Small Wonder

Alchemy, à la Turin.

Image: Road and Track

The Autumn leaves were still carpeting the streets as the motor show stands were being dismantled at the Torino Esposizioni. November 1968 found Nuccio Bertone a worried man. Having grown his business substantially, not simply as a design consultancy but also as a contract manufacturer, Gruppo Bertone, like all satellites orbiting amid Italy’s car industry during this fecund period, was heavily reliant upon the patronage of the domestic OEM manufacturers, and in particular, the Jovian mass of FIAT SpA.

The source of Nuccio’s concern was the advent of Turin carmaker’s new for 1969 128 model. This technically advanced front-wheel drive saloon, enthusiastically received by press and buying public alike, would become a core model line, and spearhead FIAT Auto’s efforts to make a renewed breakthrough into the American sub-compact car market. Furthermore, it would also mean the ultimate demise of a core component of Bertone’s revenue stream.

Image: My Car Quest

Earlier in the decade, following the 1964 introduction of the Fiat 850 berlina, FIAT commissioned Bertone to design (and build) a two-seater Spider version, aimed primarily at the US market. This pert little roadster con vivace, designed by Giorgetto Giugiaro would prove a significant US sales success, and a vitally important piece of business for Bertone’s Grugliasco manufacturing facility in Turin[1].

Given his influence and contacts, Nuccio was likely to have been privy to FIAT’s plans for the 128 family, and it became clear that any new model to succeed the 850 Spider would not only be 128-based, but with a front-driven layout, could be readily built at an existing FIAT Auto plant. For Bertone, this loss of business could spell commercial disaster – he simply had to act. Fortunately, not just an astute businessman, Nuccio Bertone also possessed a keen instinct for design, even if he had little hands-on stylistic talent himself.

--

• Written problem 1: Return the passage of the Bertone article between "Small Wonder" and "of FIAT SpA.", inclusive.
• Written problem 2: According to the Bertone article, who designed the two-seater Spider version of the Fiat 850?
The lines are separate material, unconnected to the Bertone article.

• Recorded information:
--

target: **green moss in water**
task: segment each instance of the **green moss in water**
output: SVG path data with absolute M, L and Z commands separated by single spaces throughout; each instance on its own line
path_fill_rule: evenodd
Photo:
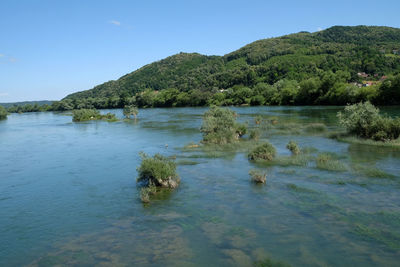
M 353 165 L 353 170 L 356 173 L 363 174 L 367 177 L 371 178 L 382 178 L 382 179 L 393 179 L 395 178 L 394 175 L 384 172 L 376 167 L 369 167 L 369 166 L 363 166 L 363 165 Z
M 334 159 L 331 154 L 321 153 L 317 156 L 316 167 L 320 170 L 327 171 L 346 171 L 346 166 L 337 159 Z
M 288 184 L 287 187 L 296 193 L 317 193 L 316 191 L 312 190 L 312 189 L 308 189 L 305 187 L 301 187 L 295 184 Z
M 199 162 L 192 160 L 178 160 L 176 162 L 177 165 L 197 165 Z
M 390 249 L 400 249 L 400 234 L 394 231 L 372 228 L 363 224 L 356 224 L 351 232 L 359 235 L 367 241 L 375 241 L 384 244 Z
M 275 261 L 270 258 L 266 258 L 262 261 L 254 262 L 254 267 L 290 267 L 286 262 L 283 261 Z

--

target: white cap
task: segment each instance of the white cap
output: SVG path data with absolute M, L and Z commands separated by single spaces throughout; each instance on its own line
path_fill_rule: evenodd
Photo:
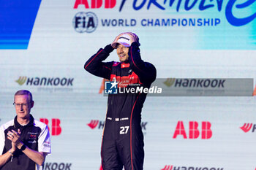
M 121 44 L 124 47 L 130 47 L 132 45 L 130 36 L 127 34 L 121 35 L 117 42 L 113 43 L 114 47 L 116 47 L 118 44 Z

--

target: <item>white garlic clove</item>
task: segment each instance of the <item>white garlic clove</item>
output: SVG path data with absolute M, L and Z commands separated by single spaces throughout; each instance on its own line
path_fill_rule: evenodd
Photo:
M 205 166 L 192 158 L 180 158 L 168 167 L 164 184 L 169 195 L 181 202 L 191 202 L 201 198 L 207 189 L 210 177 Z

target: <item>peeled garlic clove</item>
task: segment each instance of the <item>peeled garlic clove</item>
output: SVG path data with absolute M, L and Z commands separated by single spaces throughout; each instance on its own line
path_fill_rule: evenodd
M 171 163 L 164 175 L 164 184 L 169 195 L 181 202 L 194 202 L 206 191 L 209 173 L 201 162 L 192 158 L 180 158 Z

--

• Exercise response 1:
Small Wonder

Alchemy, à la Turin.

Image: Road and Track

The Autumn leaves were still carpeting the streets as the motor show stands were being dismantled at the Torino Esposizioni. November 1968 found Nuccio Bertone a worried man. Having grown his business substantially, not simply as a design consultancy but also as a contract manufacturer, Gruppo Bertone, like all satellites orbiting amid Italy’s car industry during this fecund period, was heavily reliant upon the patronage of the domestic OEM manufacturers, and in particular, the Jovian mass of FIAT SpA.

• Exercise response 2: Giorgetto Giugiaro.